EXERCISE GOAL: Gather and copy every line in the listing below that contains the string "rear". Case counts.

(Dataset records on object locations)
==*==
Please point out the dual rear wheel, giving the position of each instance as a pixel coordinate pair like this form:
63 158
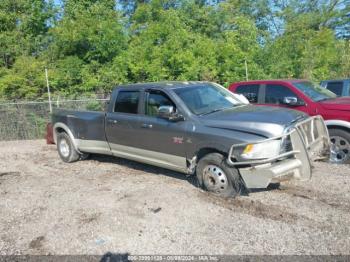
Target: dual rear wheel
66 149
340 151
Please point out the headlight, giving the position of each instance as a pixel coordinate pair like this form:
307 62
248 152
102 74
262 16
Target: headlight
262 150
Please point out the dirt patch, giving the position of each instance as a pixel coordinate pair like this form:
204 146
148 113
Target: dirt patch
256 208
89 218
37 243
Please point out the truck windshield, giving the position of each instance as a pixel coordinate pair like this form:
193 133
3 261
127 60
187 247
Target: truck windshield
207 98
315 92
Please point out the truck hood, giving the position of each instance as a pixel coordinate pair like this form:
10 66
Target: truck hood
339 103
258 120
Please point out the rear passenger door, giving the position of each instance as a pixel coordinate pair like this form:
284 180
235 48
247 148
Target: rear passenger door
123 122
336 88
162 139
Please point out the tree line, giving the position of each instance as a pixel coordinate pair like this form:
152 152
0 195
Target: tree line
90 46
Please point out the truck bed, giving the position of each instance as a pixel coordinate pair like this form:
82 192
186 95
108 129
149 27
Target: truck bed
87 125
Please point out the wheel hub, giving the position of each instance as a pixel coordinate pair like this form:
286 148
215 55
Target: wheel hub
64 148
340 150
215 179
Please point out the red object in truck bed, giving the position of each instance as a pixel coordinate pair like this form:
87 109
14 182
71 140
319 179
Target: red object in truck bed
49 134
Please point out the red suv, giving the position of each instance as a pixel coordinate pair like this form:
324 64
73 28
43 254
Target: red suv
307 97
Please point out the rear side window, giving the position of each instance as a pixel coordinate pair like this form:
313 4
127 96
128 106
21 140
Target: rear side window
251 92
127 102
155 100
274 94
335 87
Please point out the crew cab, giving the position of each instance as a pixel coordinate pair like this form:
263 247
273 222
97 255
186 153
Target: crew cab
310 98
196 128
340 87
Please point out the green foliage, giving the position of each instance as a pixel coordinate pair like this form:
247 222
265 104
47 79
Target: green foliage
90 46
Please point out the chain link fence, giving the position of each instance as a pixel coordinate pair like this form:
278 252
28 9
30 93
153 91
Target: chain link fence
28 119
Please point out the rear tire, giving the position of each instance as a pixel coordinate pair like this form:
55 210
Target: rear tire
215 176
66 149
340 141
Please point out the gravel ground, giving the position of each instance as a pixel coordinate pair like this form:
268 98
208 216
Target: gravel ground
107 204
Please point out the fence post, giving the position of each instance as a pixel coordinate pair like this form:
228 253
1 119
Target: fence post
48 89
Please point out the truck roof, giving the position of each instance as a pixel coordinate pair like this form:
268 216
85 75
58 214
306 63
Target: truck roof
164 84
271 81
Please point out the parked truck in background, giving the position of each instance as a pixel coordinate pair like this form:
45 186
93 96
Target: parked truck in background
310 98
197 127
340 87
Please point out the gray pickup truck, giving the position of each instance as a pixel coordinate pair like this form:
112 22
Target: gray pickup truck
197 128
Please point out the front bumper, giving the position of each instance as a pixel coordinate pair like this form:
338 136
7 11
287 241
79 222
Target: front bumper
309 140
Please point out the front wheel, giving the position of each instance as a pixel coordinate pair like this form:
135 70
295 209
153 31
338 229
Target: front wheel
215 176
340 142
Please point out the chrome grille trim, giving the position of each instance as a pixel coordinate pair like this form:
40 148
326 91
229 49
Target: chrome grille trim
312 132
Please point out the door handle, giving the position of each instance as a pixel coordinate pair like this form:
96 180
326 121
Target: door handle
112 121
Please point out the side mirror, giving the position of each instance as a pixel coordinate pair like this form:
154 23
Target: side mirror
167 112
292 101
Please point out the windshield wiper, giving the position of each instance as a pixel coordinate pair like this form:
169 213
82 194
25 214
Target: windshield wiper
213 111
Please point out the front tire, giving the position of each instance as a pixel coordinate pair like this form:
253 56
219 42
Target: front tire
66 149
340 141
215 176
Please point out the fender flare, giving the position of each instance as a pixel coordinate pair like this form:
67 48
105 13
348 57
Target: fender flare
340 123
67 130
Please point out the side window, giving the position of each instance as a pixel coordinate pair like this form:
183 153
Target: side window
335 87
251 92
127 102
274 94
156 99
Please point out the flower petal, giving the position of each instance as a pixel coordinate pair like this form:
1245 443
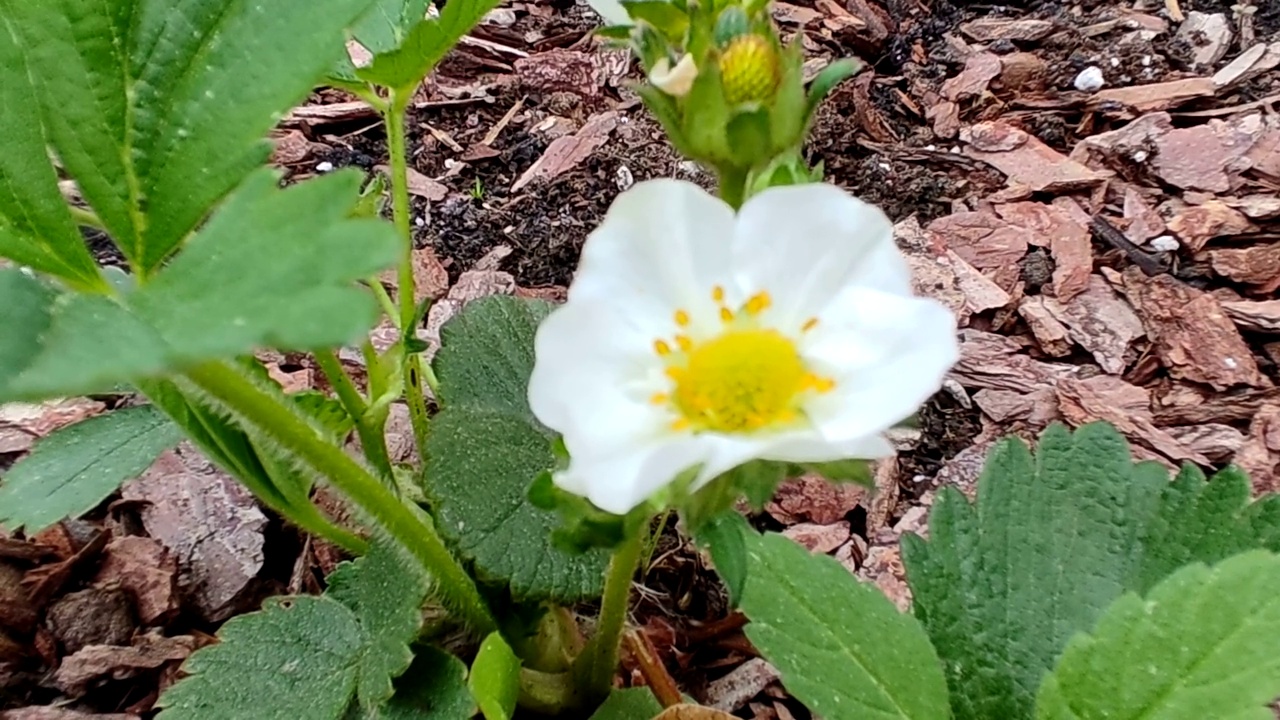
==*==
SOLUTION:
Please point out the dual rear wheel, giving the position of each instance as a pixel coordinate pair like this form:
Target: dual rear wheel
Please point out the rear passenger door, giving the position of each instance as a pixel coordinate pair like this form:
Target: rear passenger door
Please point out the rear side window, giving the position of each instance as a pixel coordinate pair like this form:
Target: rear side window
Please point out the rear tire, giving the position of each instance as a pixel coordinate pair like this form:
Target: rear tire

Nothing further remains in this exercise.